Instructions for the task |
Please lay out the data as a numbered list, starting at the line that contains "Please place a point on the shoulder" and ending at the final line of the data. Leave out any blank lines.

Listed records |
<<<<
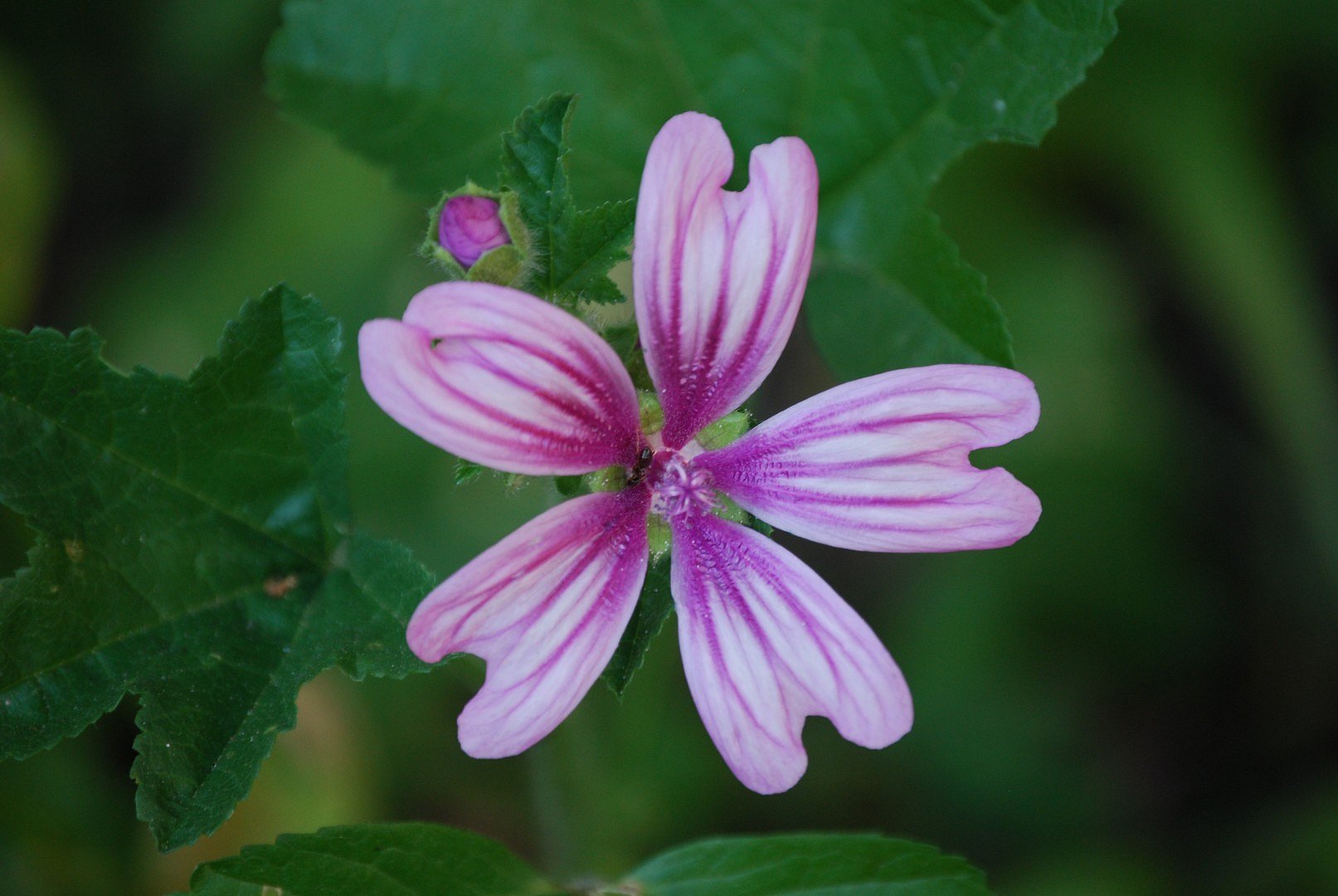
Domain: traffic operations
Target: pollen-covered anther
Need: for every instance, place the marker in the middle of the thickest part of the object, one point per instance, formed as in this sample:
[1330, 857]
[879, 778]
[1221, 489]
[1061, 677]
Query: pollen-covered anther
[677, 485]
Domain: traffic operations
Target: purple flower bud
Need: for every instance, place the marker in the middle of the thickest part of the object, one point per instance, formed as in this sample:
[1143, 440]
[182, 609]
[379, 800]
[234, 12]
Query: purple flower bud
[471, 226]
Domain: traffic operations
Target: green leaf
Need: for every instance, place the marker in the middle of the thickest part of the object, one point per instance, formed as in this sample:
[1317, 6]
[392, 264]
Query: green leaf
[648, 620]
[809, 864]
[573, 251]
[886, 94]
[428, 860]
[934, 312]
[192, 550]
[371, 860]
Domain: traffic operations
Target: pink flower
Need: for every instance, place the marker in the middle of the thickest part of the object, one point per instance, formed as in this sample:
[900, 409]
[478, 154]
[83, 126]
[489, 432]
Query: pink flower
[881, 465]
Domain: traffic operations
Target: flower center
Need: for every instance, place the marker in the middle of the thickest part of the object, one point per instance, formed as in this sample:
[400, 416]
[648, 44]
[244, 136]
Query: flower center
[676, 485]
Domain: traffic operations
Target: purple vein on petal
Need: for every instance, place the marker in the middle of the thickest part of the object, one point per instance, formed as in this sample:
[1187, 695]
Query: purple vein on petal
[545, 609]
[766, 644]
[882, 463]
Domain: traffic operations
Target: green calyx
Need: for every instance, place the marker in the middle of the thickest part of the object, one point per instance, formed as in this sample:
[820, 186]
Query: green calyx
[504, 265]
[724, 431]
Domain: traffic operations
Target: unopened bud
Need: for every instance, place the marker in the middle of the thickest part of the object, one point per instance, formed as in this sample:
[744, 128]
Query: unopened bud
[477, 234]
[470, 226]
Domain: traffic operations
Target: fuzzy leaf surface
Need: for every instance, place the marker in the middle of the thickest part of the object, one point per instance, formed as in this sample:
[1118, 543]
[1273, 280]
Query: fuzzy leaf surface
[373, 860]
[574, 249]
[193, 550]
[815, 864]
[430, 860]
[886, 94]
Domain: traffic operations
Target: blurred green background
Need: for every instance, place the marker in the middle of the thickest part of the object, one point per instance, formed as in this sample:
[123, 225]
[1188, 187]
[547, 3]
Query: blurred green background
[1137, 699]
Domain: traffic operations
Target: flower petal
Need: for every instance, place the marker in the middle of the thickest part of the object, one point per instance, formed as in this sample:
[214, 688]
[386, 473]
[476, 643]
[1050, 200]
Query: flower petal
[882, 463]
[545, 607]
[766, 642]
[502, 378]
[718, 275]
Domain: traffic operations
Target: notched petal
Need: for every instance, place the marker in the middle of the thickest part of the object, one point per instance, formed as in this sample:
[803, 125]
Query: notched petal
[766, 644]
[718, 275]
[502, 378]
[545, 609]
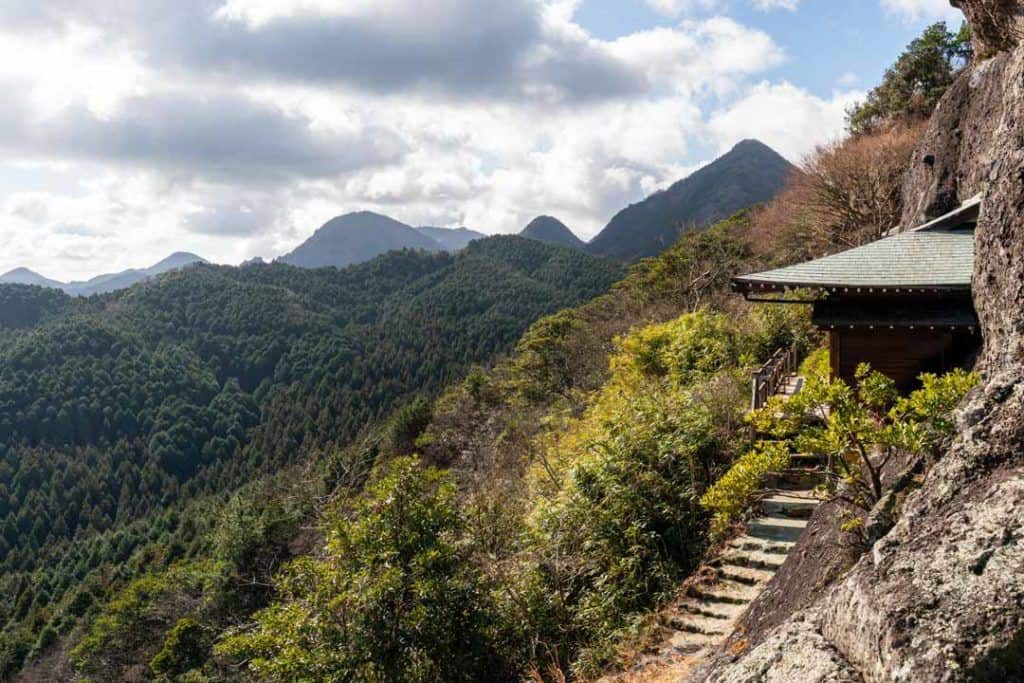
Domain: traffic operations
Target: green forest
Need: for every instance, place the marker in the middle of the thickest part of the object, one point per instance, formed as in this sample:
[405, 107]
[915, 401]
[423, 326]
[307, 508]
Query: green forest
[126, 419]
[495, 465]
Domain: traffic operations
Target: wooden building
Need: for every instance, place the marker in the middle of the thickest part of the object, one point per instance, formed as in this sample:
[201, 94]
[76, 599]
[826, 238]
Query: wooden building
[902, 303]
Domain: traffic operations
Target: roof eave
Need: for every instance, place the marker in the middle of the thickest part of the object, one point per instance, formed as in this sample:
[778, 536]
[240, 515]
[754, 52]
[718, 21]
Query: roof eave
[744, 287]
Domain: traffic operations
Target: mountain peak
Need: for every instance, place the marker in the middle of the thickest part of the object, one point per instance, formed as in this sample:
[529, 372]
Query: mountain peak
[549, 228]
[750, 173]
[451, 239]
[356, 237]
[24, 275]
[751, 143]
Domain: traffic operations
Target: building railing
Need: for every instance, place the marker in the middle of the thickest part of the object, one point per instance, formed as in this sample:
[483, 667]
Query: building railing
[767, 379]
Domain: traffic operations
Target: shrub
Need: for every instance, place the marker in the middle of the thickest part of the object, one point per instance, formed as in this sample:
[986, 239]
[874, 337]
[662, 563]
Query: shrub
[184, 648]
[860, 429]
[690, 347]
[730, 496]
[394, 596]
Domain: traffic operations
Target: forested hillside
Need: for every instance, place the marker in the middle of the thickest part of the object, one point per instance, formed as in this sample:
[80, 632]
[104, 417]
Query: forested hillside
[287, 474]
[118, 413]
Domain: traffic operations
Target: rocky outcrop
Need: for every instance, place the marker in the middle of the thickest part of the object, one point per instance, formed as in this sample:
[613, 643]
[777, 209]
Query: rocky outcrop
[941, 596]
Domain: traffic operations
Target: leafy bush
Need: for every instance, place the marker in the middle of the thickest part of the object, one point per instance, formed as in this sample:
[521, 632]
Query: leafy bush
[690, 347]
[184, 648]
[912, 86]
[613, 515]
[393, 598]
[732, 495]
[861, 428]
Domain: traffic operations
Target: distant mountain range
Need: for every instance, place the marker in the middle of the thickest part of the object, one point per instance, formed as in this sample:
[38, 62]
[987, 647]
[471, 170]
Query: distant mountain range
[451, 239]
[751, 173]
[548, 228]
[101, 284]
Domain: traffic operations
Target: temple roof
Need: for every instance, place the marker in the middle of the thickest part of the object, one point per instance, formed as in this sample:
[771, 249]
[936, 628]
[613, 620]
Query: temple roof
[938, 255]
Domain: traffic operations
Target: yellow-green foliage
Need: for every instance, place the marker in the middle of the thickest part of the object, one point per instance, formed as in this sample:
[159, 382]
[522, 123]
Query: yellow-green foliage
[861, 428]
[614, 520]
[731, 495]
[140, 614]
[685, 349]
[394, 598]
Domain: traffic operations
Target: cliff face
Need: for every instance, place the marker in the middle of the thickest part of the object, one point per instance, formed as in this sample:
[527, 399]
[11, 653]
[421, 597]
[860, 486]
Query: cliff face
[941, 596]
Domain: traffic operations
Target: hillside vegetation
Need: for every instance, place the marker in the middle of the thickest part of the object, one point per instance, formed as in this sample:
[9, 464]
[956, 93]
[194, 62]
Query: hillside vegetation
[274, 473]
[116, 412]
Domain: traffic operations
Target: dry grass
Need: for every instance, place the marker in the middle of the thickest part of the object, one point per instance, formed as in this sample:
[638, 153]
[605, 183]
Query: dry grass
[846, 195]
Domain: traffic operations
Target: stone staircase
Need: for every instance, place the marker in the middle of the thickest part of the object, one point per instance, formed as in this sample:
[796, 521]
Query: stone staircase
[708, 607]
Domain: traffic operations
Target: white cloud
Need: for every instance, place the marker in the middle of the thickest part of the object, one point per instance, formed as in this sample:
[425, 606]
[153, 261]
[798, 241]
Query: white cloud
[924, 9]
[146, 128]
[681, 7]
[767, 5]
[677, 8]
[784, 117]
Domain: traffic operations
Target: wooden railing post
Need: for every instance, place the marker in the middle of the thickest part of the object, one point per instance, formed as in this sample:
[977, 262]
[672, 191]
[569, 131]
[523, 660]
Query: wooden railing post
[766, 380]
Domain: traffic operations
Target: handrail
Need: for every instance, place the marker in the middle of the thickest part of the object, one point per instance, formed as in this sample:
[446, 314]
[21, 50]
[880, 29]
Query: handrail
[767, 379]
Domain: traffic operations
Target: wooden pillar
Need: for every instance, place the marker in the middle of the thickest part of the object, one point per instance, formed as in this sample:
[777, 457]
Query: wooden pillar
[834, 352]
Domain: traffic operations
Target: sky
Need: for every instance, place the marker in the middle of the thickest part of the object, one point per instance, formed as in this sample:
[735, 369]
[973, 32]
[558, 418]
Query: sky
[235, 128]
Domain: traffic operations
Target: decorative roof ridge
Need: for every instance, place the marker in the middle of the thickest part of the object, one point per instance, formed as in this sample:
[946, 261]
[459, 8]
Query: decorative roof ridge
[969, 209]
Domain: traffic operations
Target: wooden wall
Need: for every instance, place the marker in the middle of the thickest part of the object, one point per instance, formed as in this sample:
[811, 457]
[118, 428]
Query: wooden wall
[901, 353]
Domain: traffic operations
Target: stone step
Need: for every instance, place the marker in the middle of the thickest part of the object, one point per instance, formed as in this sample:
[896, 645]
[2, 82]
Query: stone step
[744, 574]
[776, 528]
[725, 591]
[755, 560]
[790, 504]
[690, 643]
[721, 610]
[699, 624]
[749, 542]
[796, 479]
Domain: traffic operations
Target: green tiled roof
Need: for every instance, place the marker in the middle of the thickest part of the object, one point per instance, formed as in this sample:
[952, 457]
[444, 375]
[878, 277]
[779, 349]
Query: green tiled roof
[931, 258]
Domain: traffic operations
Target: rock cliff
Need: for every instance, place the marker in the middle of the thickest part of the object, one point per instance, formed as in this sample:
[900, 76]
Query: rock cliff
[941, 596]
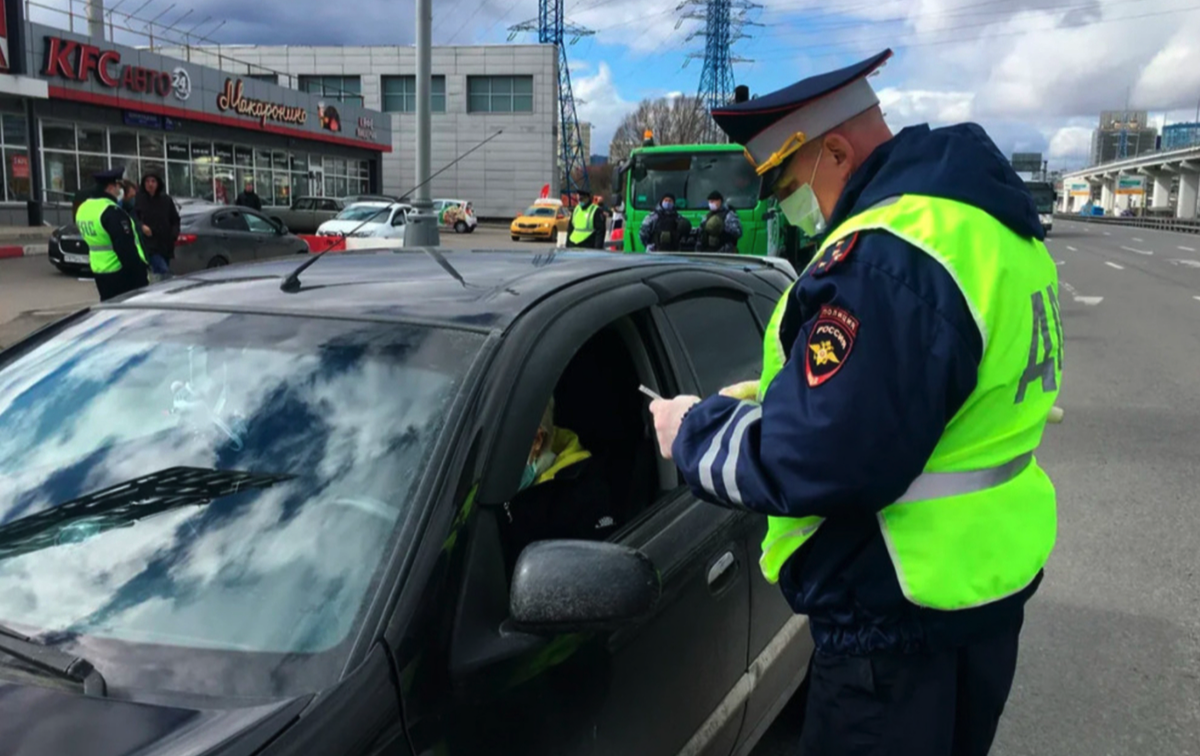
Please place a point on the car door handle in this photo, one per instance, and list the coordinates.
(721, 571)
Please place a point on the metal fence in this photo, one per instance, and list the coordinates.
(1159, 223)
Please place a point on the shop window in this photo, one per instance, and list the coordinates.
(179, 179)
(58, 137)
(151, 145)
(124, 142)
(499, 94)
(61, 177)
(341, 88)
(15, 130)
(16, 162)
(93, 141)
(400, 94)
(177, 149)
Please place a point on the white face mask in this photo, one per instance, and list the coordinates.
(802, 209)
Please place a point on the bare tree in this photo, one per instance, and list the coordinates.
(673, 120)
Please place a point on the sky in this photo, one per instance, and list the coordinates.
(1035, 73)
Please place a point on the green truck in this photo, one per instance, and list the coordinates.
(691, 172)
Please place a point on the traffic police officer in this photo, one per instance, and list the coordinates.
(906, 381)
(583, 222)
(114, 250)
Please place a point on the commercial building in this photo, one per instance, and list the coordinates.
(84, 105)
(1180, 136)
(1121, 135)
(504, 93)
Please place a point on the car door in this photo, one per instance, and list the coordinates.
(235, 243)
(268, 240)
(666, 683)
(327, 210)
(721, 336)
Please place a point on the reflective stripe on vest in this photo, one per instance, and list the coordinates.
(979, 522)
(101, 255)
(582, 223)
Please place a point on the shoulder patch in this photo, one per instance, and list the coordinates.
(829, 345)
(834, 255)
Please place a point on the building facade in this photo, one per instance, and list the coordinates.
(504, 93)
(1122, 133)
(1181, 136)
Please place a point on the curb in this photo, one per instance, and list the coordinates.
(30, 250)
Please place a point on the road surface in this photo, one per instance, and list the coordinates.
(1110, 663)
(1110, 660)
>>>>
Solution for this task |
1. Please place a point on the shoulder patch in this photo, one per instance, and list the coordinates.
2. (829, 345)
3. (834, 255)
4. Please place a point on the building facade in this photo, one per instance, and list the coordinates.
5. (504, 93)
6. (1122, 133)
7. (1181, 136)
8. Please place a point on the curb in this photo, one per instance, and list the coordinates.
9. (30, 250)
10. Please place a point on the road surface in this photo, one per instance, and list the coordinates.
11. (1110, 663)
12. (1110, 660)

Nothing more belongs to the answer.